Rows from a pointing dataset:
....

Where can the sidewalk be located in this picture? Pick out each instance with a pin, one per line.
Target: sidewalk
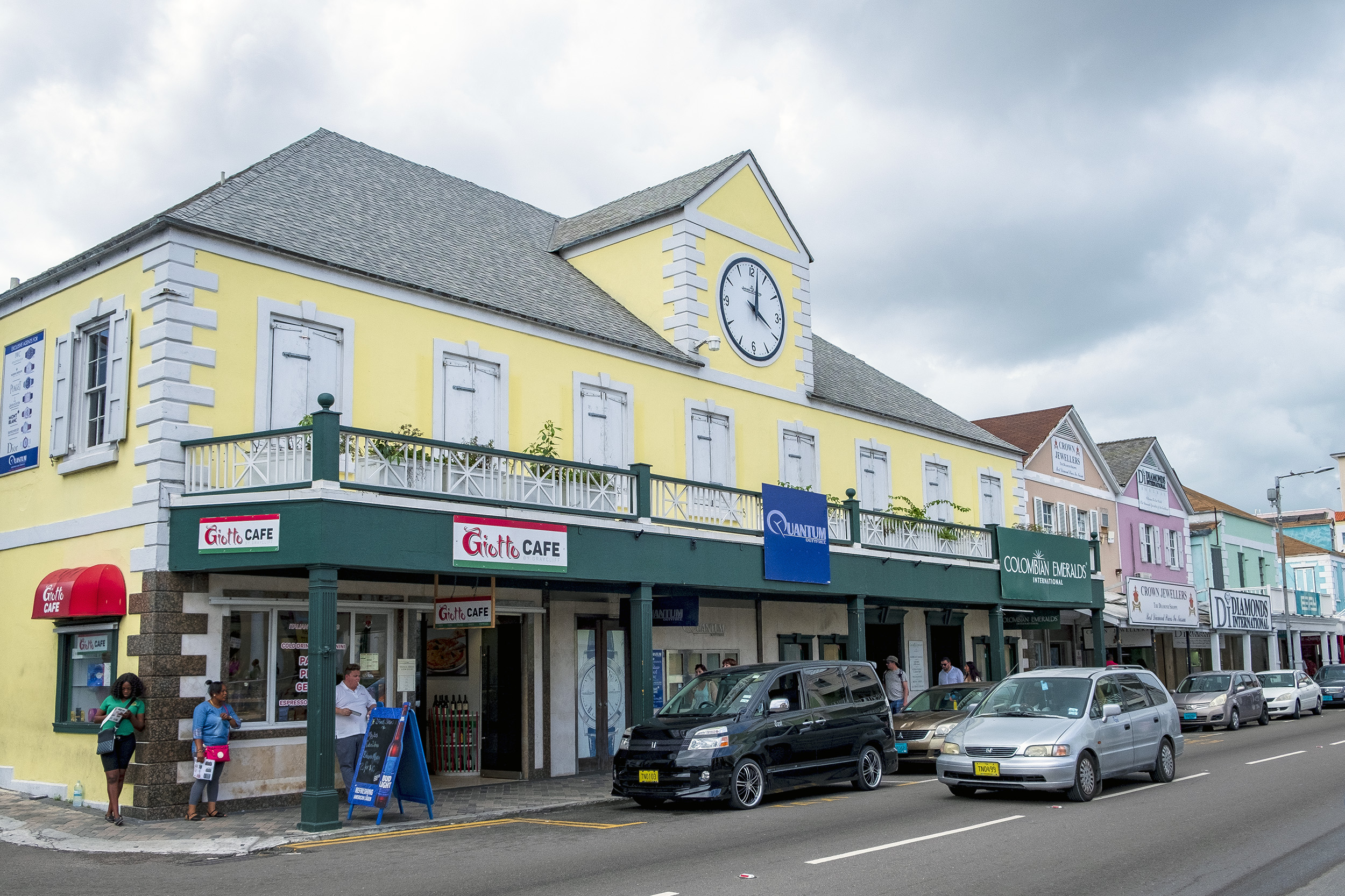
(58, 825)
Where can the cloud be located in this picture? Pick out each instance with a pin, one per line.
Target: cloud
(1130, 208)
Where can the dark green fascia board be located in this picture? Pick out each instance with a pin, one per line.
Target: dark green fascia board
(410, 540)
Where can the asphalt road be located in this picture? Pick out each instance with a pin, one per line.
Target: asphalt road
(1254, 813)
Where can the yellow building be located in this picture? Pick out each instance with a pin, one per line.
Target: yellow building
(665, 341)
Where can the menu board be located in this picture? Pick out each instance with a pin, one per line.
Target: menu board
(20, 404)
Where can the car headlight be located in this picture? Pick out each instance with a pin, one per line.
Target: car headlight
(709, 738)
(1047, 750)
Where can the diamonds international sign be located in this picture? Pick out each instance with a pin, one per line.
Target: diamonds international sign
(1042, 570)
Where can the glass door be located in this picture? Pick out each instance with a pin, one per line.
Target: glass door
(601, 691)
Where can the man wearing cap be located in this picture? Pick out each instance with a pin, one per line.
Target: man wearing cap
(896, 684)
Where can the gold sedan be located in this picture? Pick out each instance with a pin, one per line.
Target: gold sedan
(932, 714)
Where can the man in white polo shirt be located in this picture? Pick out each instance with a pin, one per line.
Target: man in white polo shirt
(353, 706)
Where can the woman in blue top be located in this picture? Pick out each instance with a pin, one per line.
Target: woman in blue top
(210, 726)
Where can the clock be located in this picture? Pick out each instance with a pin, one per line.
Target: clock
(751, 311)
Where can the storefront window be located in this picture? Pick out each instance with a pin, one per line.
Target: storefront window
(88, 669)
(246, 672)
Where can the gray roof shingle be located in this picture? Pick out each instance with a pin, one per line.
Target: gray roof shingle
(639, 206)
(841, 379)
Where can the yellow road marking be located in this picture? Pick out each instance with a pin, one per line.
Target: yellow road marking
(462, 827)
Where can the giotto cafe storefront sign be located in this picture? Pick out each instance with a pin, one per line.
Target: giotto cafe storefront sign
(1161, 603)
(1037, 568)
(1235, 610)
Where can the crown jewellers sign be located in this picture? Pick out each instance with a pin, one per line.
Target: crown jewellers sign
(1241, 611)
(1040, 568)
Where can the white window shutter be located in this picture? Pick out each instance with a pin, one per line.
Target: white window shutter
(60, 446)
(119, 379)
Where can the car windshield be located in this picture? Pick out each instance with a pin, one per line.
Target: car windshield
(1037, 696)
(719, 693)
(945, 700)
(1204, 685)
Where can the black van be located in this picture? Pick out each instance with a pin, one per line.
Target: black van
(738, 734)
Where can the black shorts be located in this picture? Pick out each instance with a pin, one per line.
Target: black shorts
(120, 755)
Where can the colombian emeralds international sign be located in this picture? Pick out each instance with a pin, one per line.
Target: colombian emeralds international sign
(1037, 568)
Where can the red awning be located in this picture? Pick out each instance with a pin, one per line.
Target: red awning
(85, 591)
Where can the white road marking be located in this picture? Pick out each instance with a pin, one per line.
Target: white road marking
(1136, 790)
(912, 840)
(1281, 757)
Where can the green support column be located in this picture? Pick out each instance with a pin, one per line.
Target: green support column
(856, 643)
(642, 653)
(997, 643)
(321, 808)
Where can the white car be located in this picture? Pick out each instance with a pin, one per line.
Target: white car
(1289, 692)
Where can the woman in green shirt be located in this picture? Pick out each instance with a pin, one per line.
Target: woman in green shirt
(127, 698)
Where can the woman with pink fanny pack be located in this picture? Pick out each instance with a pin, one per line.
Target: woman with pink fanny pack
(210, 726)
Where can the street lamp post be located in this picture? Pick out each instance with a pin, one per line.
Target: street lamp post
(1273, 494)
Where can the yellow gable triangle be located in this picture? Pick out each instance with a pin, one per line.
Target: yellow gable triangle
(743, 202)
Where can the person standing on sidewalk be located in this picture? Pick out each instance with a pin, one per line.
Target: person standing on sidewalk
(210, 726)
(897, 687)
(353, 706)
(125, 696)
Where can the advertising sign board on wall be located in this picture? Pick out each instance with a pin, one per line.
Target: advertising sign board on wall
(1161, 603)
(1067, 458)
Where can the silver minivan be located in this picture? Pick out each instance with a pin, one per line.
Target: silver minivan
(1064, 730)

....

> [PROBLEM REQUIREMENTS]: Can you recast every line of the listing above as a numbered list, skipping any blank lines and leaving the pictures out?

> [ANSWER BELOW]:
1. Where can the sidewalk be located in this picture? Pick out each instance with a pin, one per line.
2. Target: sidewalk
3. (58, 825)
4. Where can the cloud be located in this picture? Pick out each instance with a pin, one per line.
5. Target: cloud
6. (1130, 208)
7. Where can the dark green fascia board be located in this picture? Pick out each instance with a pin, one per line.
8. Target: dark green fascia board
9. (410, 540)
10. Where can the asphalt road be located in this picture? Pick out each instance with a pin, one per line.
11. Target: asphalt road
12. (1254, 813)
13. Where can the yellow building be located in this picture? Pick out each instance with a pin, one per line.
14. Target: yellow building
15. (665, 341)
16. Where can the menu board be located in this picture? Pick out each instance with a pin, one per line.
17. Target: menu board
18. (20, 404)
19. Where can the car headlight be located in this picture? Pick out each instance with a pin, one per line.
20. Target: car headlight
21. (709, 738)
22. (1047, 750)
23. Where can the diamonds international sign be located in this picture? Pick out each instance with a pin, one per line.
24. Target: diamonds international sign
25. (1042, 570)
26. Where can the glass door be located in this picture? Pick out each instance with a pin, one per line.
27. Target: glass door
28. (601, 691)
29. Where can the man wearing cap be located in this picture? Pick out each instance with a pin, one per line.
30. Target: man wearing cap
31. (896, 684)
32. Where can the gold sedan be located in this picture? Pick out each instance with a pin, one per line.
33. Target: gold sedan
34. (932, 714)
35. Where can the man in white polo shirt be located in this picture? Pick out each instance with a pin, one per line.
36. Target: man in white polo shirt
37. (353, 706)
38. Where can the woman in blue top be located in this picture? Pick out each instance with a pin, one per line.
39. Target: woman in blue top
40. (210, 726)
41. Where can the clock be located in this picture? Pick out each instance with a pin, one per line.
42. Target: clock
43. (751, 311)
44. Where can the storefront window be located in this picture? Pick out each instance with a pin, one per line.
45. Target: storefront window
46. (88, 669)
47. (246, 672)
48. Where can the gray roof shingle be located in this picture? Pick out each instance with a pin, one per line.
49. Target: gray roof shingle
50. (639, 206)
51. (841, 379)
52. Where can the yellow road marking be located in this picture? Pick out each instance with a pin, one per line.
53. Target: yellow road marking
54. (462, 827)
55. Where can the giotto cafe storefront sign be located in this picture? Pick out each instance with a pin, one per line.
56. Target: giotto cafe storefront sign
57. (1161, 603)
58. (1037, 568)
59. (1235, 610)
60. Where can the crown jewellers sign be located in this picture? Pick out each instance with a pin, one per line.
61. Target: crown jewellers sign
62. (1241, 611)
63. (1040, 568)
64. Where can the white window shutter be located in this picture? Pick out each instance with a pin, one per line.
65. Target: white window shutter
66. (60, 446)
67. (119, 379)
68. Where can the car windshield be located in this picture? Pick out each instance with a pin, one per line.
69. Target: car windshield
70. (1037, 696)
71. (719, 693)
72. (945, 700)
73. (1204, 685)
74. Where can the black van be located in this picture? Pick out each instance with a pin, one per line.
75. Target: black van
76. (738, 734)
77. Where can the black shorts be located in this picture? Pick out each instance with a pin, one per line.
78. Target: black shorts
79. (120, 755)
80. Where can the colombian emeralds international sign be located in this picture? Pick out each instance with a pin, one per line.
81. Target: colombian emeralds international sign
82. (1037, 568)
83. Where can the red awning be located in this picture? Pick out each instance with a pin, one per line.
84. Target: red awning
85. (85, 591)
86. Where can the white road marking be located in this picture? Pick out each instance with a pin, one per line.
87. Target: white road marking
88. (1136, 790)
89. (912, 840)
90. (1281, 757)
91. Where can the green support column be located in this picture? Pick out each instance with a pin, one per line.
92. Target: green support column
93. (856, 643)
94. (642, 653)
95. (997, 643)
96. (321, 808)
97. Where can the white car be located in this picture? Pick out each instance with a pin, one per line.
98. Target: white car
99. (1289, 692)
100. Where can the woman in green shirt be located in this picture? Pick out each instance with a pin, one per line.
101. Target: woman in green shirt
102. (127, 698)
103. Where can the woman with pink fanny pack be located in this picture? Pick out each instance with a pin, one per line.
104. Target: woman with pink fanny pack
105. (210, 726)
106. Where can the street lamp post be located in this picture? Pick out each instance with a pin, one per line.
107. Target: street lamp post
108. (1273, 494)
109. Where can the yellow gable triangle be located in this picture? Pick out each instance with a pin, one per line.
110. Target: yellow gable triangle
111. (743, 202)
112. Where can the person standing on sidewalk be located in this picture? Pick out each instance with a pin, one per line.
113. Target: person standing on sidewalk
114. (210, 726)
115. (897, 687)
116. (353, 706)
117. (125, 696)
118. Where can the advertising sign board on wall be located in this picture? Pick out each instance with a pin, one per line.
119. Target: advertising sign board on wall
120. (1161, 603)
121. (1067, 458)
122. Where can the silver minivan be located in this picture? Pick out each instance with a pin, one per line.
123. Target: silver minivan
124. (1064, 730)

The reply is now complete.